### [Required tasks]
A - In the forum thread on US visas for a Singaporean, what do you need before you can apply for any US visa?
B - Resume the forum thread on US visas for a Singaporean, adding to it after its final post.

### [Passage given]
◆ ◆ ◆ ◆ ◆ ◆ ◆

# Visa Confusions for USA for Singaporean



## Hermes (Jan 23, 2009)

Hi all,

I am a Singaporean that is interested in working in the States for a international hotel company headquartered in the USA. 

It would be my first visit to USA and I'm not too sure what kind of visa would I be required to apply for. 

Also, would the process be a difficult and lengthy one?

I would appreciate advices and comments and thank you in advance!

Cheers,
Hermes


----------



## Bevdeforges (Nov 16, 2007)

Before you can apply for any visa for the US, you need a "petitioner" - someone to sponsor your visa application. If you already have a job lined up with the international hotel company, it's their job to file a petition for you and once that's done, you can then apply for a visa. The type of visa will depend to a large extent on the type of job you have been offered.

Unless you have worked for this company before, chances are your looking at an H1B visa, and for that there is a lottery.
Cheers,
Bev


----------



## Fatbrit (May 8, 2008)

Bevdeforges said:


> Unless you have worked for this company before, chances are your looking at an H1B visa, and for that there is a lottery.


Not so much for nationals of Singapore (or Chile). AFAIK, they have their own quota of H1bs known as the H1b1. But we do not know yet whether the OP will qualify for an H1b position. If he does, there is no lottery.

◆ ◆ ◆ ◆ ◆ ◆ ◆

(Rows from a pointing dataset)
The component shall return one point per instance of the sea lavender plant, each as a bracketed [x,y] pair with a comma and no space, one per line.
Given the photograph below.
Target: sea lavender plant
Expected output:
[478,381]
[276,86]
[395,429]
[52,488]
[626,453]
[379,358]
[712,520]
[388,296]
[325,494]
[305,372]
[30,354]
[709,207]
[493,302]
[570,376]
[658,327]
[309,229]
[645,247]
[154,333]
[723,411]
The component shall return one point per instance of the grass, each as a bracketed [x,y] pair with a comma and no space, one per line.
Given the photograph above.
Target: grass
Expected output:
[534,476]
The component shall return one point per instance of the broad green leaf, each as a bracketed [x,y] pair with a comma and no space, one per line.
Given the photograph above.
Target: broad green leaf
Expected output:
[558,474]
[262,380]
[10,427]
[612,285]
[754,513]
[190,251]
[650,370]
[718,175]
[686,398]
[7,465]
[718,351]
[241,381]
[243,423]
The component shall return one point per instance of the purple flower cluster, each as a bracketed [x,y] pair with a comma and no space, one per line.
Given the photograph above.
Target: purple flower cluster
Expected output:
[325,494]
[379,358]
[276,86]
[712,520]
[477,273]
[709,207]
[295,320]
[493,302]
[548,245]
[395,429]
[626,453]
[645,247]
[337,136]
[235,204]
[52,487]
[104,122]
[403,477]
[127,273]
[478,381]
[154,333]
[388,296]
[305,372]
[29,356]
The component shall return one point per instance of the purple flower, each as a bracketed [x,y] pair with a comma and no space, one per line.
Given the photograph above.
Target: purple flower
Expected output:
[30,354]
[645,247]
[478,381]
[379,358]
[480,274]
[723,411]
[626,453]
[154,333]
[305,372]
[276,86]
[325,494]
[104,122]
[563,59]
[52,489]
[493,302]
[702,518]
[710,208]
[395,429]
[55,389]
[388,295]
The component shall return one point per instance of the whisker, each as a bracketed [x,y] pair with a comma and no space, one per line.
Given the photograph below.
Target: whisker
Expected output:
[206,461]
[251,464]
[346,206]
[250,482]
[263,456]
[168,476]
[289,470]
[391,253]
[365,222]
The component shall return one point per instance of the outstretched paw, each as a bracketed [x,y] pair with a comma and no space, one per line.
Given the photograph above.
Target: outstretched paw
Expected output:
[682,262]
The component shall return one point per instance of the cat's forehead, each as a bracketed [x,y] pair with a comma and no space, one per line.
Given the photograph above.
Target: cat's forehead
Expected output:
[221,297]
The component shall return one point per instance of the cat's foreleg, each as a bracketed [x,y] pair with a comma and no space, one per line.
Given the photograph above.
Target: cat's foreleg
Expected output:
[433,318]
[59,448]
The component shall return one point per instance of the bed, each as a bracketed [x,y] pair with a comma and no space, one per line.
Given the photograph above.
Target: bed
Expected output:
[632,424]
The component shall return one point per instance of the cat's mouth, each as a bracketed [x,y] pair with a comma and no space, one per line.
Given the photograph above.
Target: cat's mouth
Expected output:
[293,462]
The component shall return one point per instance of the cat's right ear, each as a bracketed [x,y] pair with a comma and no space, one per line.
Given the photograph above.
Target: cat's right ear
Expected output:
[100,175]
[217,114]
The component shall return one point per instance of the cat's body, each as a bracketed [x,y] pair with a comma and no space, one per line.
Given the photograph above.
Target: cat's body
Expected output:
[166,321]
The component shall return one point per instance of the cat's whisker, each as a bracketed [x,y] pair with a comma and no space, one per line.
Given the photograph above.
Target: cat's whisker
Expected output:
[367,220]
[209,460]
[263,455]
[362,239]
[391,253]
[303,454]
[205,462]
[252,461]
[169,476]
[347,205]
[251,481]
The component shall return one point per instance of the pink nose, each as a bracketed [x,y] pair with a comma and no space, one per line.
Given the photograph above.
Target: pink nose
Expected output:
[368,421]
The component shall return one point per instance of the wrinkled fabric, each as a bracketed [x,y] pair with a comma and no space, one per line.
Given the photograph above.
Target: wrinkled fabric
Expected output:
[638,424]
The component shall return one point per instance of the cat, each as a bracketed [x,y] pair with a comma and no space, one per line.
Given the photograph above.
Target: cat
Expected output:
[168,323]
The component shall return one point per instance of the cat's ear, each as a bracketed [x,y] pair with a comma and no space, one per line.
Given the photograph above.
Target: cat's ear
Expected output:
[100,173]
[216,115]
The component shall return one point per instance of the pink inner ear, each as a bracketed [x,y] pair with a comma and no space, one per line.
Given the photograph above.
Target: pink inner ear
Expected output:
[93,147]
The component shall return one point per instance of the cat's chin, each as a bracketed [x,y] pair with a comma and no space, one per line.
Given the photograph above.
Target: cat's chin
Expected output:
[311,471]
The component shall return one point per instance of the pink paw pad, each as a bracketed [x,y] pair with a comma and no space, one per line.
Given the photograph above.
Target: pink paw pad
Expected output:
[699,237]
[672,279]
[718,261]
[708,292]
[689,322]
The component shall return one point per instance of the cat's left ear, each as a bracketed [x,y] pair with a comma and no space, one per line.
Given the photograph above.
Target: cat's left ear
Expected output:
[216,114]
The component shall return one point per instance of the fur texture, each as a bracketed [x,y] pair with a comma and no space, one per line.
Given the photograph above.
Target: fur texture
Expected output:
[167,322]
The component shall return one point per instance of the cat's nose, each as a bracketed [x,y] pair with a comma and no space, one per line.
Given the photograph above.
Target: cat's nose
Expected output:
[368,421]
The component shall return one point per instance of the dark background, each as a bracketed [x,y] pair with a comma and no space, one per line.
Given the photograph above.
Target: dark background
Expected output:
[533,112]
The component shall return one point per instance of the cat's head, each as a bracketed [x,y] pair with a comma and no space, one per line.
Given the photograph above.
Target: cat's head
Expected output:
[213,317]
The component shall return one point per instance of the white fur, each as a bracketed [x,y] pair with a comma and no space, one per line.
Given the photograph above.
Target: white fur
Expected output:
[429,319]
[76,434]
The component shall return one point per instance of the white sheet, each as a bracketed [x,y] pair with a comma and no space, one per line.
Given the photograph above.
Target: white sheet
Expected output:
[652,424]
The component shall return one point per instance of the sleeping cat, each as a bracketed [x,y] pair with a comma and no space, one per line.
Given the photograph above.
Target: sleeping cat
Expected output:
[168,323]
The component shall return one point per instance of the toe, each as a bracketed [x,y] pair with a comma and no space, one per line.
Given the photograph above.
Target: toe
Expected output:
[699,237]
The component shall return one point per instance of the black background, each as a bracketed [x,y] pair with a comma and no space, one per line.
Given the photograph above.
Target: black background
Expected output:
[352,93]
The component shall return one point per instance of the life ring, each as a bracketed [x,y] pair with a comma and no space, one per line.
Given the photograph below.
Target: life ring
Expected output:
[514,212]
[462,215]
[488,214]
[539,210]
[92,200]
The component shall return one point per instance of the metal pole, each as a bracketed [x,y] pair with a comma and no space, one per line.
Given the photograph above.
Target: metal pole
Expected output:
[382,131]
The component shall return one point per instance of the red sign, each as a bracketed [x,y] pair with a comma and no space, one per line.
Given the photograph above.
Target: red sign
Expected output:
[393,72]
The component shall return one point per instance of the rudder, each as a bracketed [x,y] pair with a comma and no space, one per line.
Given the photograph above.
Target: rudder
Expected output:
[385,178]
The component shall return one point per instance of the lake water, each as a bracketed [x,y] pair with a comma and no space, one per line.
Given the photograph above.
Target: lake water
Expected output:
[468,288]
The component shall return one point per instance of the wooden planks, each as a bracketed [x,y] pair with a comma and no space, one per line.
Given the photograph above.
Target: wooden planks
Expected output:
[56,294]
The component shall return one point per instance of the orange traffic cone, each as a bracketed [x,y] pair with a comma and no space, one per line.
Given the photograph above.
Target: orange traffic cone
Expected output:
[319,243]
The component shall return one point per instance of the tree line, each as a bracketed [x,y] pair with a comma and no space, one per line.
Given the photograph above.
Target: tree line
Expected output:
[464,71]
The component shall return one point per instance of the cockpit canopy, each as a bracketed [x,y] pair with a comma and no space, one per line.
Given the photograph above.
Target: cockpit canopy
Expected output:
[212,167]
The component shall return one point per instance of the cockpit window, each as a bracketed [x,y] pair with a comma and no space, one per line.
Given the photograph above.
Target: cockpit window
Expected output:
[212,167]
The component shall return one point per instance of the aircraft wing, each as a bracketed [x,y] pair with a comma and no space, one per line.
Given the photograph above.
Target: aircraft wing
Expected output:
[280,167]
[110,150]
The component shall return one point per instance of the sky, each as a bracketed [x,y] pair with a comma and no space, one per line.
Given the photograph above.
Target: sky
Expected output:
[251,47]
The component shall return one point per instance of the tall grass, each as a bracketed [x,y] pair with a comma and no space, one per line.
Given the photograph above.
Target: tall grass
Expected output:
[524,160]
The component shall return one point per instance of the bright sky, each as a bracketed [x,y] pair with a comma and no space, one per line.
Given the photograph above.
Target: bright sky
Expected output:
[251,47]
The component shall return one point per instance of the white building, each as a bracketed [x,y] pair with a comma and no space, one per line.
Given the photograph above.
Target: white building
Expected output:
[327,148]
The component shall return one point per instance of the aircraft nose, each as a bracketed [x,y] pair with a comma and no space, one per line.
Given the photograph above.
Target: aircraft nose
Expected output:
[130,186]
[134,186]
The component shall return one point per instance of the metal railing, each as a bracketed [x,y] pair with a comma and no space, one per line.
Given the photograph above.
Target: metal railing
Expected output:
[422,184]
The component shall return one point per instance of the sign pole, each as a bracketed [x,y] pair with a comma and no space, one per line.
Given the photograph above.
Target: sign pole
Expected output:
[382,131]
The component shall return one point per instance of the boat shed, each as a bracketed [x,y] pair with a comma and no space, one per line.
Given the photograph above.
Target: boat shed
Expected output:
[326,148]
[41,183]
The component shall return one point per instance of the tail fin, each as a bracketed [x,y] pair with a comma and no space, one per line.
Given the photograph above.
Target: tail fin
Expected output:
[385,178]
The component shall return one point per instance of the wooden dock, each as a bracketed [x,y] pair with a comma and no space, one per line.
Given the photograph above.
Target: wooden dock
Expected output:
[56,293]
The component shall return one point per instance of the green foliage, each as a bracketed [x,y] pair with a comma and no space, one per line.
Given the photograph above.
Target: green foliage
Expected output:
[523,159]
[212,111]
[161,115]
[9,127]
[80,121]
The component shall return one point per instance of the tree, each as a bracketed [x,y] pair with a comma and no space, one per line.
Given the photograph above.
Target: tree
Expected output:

◆ ◆ ◆ ◆ ◆ ◆ ◆

### [Answers below]
A - A "petitioner," someone to sponsor your visa application.

B -
USSFTA Visas (H1B1) - U.S. Embassy Singapore


----------



## Hermes (Jan 23, 2009)

Thank you Bevdeforges & Fatbrit for your responsive replies!

It's been a great help. At least I know that the visa that I would be looking at is the H1B1 Visa.

However, could you guys help explain further regarding the lottery system? It sounds refreshing, maybe because I have yet to hear of such a similar system elsewhere. 

Is there a bidding system involved, like that of an auction? Or is it just plain lady luck?

Hermes


----------



## synthia (Apr 18, 2007)

The lotteries are just that, lotteries, not auctions. You want to avoid the lottery if possible.


----------



## Hermes (Jan 23, 2009)

synthia said:


> The lotteries are just that, lotteries, not auctions. You want to avoid the lottery if possible.


Ok. Got it. Thanks for clarifying.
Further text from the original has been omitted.